Agosto de 1958. O secretário do Tesouro americano, John Foster Dulles, vem ao Brasil em missão de conter a expansão do comunismo na América Latina. O presidente Juscelino Kubitschek pleiteava um financiamento de US$ 300 milhões para manter o fluxo de importações brasileiras e obtém o aval necessário para essa operação, com o FMI. Foi nessas circunstâncias que o Brasil assinou seu primeiro acordo com o Fundo Monetário Internacional. Quase um ano depois, em 17 de junho de 1959, JK rompe com o FMI por não concordar com as exigências da instituição para a concessão do financiamento. Essas condições, segundo ele, poderiam inviabilizar a construção de Brasília e a execução do Plano de Metas. Era o começo da relação turbulenta entre o Brasil e o Fundo que perdura deste então. Nos quase 60 anos de existência do organismo, o Brasil sempre esteve presente. Estava na conferência de Bretton Woods, de 1944, que reuniu a nata da economia mundial em torno dos EUA e da Grã-Bretanha. 44 nações discutiram sob a batuta dos anglo-saxões o destino da economia do pós-guerra e a criação do Fundo Monetário Internacional. O Brasil era uma potência, que acumulara uma montanha de reservas com exportações para os países em guerra. Ninguém poderia imaginar que aquela nação promissora se tornaria um eterno dependente da instituição que estava sendo criada. Desde 1958 foram 17 acordos, várias cartas de intenções e quase US$ 100 bilhões de dinheiro do FMI foram negociados.

As posturas mais diversas em relação ao Fundo foram assumidas nessas seis décadas. Depois da ruptura de JK, que já tinha uma conotação nacionalista e desenvolvimentista, os contatos foram retomados nos governos militares, que mantiveram com a instituição um relacionamento de conveniência. De 1965 a 1972 foram assinados oito acordos com a instituição, no valor total de US$ 570 milhões. Era a época do milagre econômico, o País crescia a taxas de 7% ao ano e não precisava de dinheiro ? mas os acertos com o Fundo eram encarados como uma espécie de selo de qualidade ao modelo econômico dos militares. Mas essa fase auspiciosa não duraria. O primeiro grande atrito entre Brasil e Fundo viria com a crise da dívida externa, em 1982. O preço do barril de petróleo bateu a casa dos US$ 40 e os juros praticados nos EUA foram a 19% ao ano. O Brasil chamou uma centena de credores para reestruturar sua dívida, mas não deixou de honrar o débito com o Fundo. ?O FMI era muito mais ortodoxo. Tinha uma enorme dificuldade em entender a indexação da economia brasileira?, conta Carlos Langoni, ex-presidente do Banco Central. A partir da crise da dívida as relações Brasil e Fundo entraram na fase das promessas. O ministro da Economia, Delfim Netto, assinava uma carta de intenções na qual prometia, por exemplo, que a inflação em 1983 não ultrapassaria os 70% ao ano. Um mês depois a previsão já era de 90%. Em dois anos, Delfim assinou sete cartas ? todas descumpridas. Nessa época o Fundo ganhou espaço no imaginário brasileiro. Sucessivas missões do FMI desembarcavam no País sob atenção da mídia. A economista chilena Ana Maria Jul, inspetora do Fundo, tornou-se tão conhecida que um bloco carnavalesco foi batizado com seu nome. O pior, no entanto, estava por vir. Em 1987, o Brasil de José Sarney e Dílson Funaro declarou moratória e foi atirado à condição de pária financeiro. A dívida somava US$ 121 bilhões e as reservas não chegavam a US$ 4 bilhões.

=======

*Tarefa A*: Segundo o texto sobre a relação entre o Brasil e o FMI, em que data JK rompeu com o Fundo?

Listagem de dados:
=======

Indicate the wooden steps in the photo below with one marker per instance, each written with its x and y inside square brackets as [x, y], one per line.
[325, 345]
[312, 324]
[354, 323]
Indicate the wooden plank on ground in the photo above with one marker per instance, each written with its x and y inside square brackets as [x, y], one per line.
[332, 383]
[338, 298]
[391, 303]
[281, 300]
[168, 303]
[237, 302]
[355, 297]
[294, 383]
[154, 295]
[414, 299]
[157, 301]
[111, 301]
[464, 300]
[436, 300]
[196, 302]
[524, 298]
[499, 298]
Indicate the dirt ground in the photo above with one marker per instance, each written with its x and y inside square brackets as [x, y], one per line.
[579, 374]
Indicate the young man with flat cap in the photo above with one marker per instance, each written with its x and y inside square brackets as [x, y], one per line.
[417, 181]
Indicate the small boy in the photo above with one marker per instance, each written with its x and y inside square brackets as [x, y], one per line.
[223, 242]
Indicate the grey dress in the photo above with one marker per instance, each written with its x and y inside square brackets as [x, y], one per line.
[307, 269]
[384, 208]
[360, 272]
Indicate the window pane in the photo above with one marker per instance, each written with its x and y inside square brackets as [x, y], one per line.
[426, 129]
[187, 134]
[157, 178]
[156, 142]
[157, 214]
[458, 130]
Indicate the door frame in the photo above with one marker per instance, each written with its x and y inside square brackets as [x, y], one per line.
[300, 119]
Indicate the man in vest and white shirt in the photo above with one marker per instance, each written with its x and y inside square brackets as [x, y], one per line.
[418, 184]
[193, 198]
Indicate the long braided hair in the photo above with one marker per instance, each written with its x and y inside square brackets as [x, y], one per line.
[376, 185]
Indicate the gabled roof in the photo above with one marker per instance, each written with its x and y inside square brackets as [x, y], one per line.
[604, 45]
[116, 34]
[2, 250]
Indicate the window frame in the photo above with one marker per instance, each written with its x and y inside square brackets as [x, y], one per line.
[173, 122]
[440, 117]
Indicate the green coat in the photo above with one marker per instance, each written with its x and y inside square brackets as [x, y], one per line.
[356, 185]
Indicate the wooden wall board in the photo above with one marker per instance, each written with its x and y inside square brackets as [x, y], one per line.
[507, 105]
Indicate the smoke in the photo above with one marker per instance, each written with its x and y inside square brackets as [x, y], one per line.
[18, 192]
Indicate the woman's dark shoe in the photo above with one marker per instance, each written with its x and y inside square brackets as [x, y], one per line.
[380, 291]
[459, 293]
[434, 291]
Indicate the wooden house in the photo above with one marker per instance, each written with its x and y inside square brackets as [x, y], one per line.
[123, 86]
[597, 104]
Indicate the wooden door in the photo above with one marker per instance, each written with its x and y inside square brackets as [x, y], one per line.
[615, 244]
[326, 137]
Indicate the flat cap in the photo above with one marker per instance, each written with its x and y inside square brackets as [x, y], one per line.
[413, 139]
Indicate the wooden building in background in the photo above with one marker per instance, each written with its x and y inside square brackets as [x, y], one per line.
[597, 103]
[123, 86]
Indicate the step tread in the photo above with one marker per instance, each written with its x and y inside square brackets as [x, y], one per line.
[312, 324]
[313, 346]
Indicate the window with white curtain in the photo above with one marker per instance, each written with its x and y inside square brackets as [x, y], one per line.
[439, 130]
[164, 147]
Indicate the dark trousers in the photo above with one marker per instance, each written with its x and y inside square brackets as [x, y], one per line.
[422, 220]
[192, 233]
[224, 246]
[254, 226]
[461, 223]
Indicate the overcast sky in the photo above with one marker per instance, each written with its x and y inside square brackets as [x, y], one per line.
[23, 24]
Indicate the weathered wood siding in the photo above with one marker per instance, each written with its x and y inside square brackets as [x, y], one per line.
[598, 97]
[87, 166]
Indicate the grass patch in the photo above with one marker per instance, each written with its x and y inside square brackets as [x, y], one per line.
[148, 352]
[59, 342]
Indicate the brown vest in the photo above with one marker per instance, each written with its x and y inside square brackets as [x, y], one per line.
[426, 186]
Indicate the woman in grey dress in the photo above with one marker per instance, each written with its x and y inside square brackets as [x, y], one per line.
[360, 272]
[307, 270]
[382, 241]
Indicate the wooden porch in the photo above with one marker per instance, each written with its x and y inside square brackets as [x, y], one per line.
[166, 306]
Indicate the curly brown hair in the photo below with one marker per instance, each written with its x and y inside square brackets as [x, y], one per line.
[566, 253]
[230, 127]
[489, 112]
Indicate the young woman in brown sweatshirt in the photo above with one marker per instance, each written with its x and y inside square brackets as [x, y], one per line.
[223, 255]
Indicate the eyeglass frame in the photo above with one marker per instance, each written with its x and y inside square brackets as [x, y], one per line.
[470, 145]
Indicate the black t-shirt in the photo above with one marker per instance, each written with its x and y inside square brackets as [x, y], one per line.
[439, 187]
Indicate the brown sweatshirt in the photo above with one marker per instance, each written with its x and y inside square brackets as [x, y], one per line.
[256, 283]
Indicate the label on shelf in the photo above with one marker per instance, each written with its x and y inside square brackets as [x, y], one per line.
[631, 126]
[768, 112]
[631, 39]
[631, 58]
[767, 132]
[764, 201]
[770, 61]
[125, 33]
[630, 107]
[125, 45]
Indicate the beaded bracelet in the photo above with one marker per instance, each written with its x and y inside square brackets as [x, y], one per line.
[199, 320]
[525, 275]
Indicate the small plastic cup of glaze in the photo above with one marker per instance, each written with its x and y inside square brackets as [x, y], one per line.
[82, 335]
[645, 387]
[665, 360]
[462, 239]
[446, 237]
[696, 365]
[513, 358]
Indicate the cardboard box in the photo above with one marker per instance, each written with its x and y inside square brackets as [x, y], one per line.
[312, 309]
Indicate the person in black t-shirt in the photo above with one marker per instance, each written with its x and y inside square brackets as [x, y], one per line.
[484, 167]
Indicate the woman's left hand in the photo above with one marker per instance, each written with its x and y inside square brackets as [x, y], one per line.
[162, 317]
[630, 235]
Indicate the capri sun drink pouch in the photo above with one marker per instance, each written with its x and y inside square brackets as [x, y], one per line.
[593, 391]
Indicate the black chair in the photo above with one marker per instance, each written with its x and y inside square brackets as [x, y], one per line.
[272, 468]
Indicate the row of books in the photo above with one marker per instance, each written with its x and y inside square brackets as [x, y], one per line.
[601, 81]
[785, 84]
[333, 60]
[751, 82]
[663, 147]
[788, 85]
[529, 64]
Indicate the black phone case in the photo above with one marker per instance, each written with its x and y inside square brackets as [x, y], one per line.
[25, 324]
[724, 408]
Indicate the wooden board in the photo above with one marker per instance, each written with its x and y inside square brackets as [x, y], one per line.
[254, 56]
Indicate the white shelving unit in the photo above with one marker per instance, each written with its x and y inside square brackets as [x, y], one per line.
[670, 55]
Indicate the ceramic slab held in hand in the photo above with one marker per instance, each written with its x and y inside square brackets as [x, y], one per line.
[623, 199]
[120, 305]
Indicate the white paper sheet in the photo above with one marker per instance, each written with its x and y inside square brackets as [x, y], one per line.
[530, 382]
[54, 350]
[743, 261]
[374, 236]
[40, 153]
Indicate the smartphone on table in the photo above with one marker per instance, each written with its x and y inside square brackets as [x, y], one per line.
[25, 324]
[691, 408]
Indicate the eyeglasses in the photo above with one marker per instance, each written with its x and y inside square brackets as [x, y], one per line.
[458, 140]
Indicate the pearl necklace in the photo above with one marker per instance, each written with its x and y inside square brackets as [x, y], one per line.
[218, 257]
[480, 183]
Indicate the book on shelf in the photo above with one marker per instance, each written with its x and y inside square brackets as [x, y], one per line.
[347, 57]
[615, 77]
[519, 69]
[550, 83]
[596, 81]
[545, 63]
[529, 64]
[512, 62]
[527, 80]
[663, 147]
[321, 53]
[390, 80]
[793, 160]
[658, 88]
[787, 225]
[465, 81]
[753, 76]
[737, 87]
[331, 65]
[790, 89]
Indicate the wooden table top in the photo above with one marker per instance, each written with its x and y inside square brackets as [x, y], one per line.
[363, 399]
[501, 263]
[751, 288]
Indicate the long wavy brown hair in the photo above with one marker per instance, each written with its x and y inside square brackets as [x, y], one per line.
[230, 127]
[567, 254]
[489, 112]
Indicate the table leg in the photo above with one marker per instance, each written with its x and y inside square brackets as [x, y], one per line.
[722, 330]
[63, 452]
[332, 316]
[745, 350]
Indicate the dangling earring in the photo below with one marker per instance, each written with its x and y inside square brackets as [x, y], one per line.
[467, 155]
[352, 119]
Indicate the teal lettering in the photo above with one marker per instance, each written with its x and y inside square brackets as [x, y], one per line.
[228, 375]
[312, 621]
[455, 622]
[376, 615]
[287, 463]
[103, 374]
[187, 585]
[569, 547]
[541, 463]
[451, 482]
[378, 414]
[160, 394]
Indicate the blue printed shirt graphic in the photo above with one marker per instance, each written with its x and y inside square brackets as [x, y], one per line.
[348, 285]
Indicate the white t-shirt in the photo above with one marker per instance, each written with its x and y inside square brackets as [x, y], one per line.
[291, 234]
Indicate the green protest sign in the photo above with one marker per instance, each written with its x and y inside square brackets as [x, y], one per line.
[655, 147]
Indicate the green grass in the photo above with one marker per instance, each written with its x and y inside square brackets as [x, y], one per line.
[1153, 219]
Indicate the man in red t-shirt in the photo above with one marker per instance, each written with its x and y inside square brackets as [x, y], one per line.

=======

*Tarefa B*: Reúna todas as linhas dos registros que contêm a palavra "brown", levando em conta a diferença entre maiúsculas e minúsculas.

*Solução escrita A*: Em 17 de junho de 1959.

*Solução escrita B*:
Indicate the brown vest in the photo above with one marker per instance, each written with its x and y inside square brackets as [x, y], one per line.
Indicate the curly brown hair in the photo below with one marker per instance, each written with its x and y inside square brackets as [x, y], one per line.
Indicate the young woman in brown sweatshirt in the photo above with one marker per instance, each written with its x and y inside square brackets as [x, y], one per line.
Indicate the brown sweatshirt in the photo above with one marker per instance, each written with its x and y inside square brackets as [x, y], one per line.
Indicate the long wavy brown hair in the photo above with one marker per instance, each written with its x and y inside square brackets as [x, y], one per line.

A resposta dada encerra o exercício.